EXERCISE PROMPT
Scan the lines below for the word "positive". Copy each line you find it in.
────────
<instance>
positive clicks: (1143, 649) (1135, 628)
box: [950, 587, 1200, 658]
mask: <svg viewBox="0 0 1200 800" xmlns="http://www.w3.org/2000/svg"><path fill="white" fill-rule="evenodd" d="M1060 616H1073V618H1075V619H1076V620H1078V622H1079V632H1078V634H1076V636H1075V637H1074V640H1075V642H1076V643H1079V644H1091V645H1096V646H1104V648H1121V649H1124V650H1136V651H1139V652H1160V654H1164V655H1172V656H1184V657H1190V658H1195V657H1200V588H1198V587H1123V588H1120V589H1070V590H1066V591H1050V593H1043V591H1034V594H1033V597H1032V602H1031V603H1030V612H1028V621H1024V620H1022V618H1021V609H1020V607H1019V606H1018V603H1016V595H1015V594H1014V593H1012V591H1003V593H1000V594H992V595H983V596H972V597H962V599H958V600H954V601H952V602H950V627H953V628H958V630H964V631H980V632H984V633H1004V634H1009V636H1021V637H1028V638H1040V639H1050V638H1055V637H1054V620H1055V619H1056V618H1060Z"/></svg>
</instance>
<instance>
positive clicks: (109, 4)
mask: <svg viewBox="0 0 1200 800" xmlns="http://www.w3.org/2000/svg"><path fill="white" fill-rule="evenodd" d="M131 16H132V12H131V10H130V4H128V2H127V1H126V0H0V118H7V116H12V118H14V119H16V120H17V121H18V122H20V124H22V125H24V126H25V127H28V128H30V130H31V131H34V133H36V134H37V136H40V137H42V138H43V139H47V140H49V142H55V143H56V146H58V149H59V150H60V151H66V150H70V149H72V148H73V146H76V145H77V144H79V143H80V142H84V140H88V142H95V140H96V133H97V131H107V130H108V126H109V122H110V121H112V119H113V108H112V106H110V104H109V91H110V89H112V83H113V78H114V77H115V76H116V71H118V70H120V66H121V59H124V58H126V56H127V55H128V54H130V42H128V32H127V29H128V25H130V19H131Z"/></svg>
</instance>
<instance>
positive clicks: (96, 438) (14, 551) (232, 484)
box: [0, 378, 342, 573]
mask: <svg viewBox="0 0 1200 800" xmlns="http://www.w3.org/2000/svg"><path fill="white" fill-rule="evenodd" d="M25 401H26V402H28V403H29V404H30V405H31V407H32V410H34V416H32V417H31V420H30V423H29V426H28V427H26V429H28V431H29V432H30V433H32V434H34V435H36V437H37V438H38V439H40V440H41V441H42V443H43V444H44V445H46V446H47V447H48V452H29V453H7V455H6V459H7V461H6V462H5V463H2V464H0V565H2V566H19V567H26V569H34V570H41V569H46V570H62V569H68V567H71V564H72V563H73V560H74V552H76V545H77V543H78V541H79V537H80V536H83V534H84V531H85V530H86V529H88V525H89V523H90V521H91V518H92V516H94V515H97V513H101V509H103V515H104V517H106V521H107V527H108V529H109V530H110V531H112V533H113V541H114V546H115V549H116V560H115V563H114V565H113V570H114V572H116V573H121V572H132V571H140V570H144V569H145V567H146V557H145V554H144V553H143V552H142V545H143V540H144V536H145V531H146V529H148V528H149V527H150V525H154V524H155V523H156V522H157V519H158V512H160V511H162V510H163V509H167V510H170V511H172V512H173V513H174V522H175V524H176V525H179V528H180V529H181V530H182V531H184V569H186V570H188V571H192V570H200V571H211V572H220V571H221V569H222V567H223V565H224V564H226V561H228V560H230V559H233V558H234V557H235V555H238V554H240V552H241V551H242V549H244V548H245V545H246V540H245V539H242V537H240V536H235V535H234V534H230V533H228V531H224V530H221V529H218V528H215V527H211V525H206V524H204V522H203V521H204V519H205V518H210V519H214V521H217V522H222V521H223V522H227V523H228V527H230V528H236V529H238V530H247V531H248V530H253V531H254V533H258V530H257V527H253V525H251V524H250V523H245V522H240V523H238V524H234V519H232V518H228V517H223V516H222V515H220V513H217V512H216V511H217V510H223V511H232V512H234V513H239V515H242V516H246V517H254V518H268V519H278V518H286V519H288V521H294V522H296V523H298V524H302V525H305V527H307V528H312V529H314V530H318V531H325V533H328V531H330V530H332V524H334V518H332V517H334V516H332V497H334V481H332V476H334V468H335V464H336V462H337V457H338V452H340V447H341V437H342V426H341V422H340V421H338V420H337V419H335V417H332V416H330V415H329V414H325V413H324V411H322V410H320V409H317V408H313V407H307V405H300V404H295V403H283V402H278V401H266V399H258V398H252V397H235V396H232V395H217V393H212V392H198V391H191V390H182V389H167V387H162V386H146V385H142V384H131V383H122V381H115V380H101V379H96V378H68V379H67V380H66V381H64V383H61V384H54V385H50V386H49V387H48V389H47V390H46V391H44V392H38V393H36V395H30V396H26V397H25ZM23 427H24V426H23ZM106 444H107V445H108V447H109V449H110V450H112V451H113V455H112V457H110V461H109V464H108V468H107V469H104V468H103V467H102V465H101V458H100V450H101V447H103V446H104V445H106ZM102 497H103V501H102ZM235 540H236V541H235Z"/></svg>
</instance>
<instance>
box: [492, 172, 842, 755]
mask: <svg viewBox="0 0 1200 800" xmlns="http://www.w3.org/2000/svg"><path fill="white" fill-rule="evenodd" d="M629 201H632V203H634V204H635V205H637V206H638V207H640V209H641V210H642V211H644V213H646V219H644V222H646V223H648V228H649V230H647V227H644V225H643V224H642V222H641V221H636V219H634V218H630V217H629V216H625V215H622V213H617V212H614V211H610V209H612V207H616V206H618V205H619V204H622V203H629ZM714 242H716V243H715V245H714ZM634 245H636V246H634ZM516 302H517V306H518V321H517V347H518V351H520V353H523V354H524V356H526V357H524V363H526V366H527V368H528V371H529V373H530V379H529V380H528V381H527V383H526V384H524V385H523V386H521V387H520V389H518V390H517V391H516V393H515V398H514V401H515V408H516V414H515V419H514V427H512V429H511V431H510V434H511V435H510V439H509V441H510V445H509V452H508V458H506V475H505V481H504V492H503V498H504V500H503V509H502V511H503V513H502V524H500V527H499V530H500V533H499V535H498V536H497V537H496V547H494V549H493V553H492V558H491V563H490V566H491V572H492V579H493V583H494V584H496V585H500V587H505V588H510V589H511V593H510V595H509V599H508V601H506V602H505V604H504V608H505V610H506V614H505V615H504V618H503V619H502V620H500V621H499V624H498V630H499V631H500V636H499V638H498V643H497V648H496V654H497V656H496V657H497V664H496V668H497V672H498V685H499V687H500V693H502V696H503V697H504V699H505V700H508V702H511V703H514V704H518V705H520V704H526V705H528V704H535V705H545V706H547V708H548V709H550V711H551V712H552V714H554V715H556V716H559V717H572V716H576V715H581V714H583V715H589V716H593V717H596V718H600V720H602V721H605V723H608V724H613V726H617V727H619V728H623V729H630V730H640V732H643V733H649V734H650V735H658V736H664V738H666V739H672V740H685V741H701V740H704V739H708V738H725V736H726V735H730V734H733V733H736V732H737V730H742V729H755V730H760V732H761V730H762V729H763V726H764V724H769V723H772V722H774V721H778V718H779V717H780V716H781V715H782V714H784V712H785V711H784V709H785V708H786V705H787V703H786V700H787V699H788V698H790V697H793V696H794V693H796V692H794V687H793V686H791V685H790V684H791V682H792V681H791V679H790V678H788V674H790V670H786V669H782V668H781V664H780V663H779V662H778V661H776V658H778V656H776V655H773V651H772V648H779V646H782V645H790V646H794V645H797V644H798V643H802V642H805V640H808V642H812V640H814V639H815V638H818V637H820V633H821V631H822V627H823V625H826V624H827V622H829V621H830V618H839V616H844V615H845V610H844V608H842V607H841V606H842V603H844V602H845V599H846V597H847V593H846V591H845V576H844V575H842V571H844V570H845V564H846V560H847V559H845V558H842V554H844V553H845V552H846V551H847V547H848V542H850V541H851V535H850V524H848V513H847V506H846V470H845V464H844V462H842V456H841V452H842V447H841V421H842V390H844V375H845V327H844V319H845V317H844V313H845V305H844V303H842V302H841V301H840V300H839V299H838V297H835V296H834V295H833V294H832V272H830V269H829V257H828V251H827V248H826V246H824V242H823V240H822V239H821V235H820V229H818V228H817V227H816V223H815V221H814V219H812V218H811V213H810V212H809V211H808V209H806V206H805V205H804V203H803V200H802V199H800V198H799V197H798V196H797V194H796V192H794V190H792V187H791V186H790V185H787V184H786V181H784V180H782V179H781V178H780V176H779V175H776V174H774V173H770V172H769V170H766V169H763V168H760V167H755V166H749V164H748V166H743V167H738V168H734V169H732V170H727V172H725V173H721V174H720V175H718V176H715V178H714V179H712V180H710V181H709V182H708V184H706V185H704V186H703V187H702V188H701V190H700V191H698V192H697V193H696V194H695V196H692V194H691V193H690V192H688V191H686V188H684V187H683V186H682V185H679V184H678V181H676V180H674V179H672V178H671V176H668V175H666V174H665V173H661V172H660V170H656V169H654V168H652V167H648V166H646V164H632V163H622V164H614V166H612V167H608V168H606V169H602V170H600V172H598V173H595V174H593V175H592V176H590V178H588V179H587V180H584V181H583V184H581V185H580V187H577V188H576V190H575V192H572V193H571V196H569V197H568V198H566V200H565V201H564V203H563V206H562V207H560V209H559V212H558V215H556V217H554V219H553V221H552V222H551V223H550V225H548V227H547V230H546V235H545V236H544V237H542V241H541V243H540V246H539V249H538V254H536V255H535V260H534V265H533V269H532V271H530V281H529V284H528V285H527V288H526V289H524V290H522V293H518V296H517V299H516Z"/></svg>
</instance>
────────
YOUR SOLUTION
positive clicks: (1143, 649) (1135, 628)
positive clicks: (109, 4)
positive clicks: (96, 438) (14, 551) (232, 484)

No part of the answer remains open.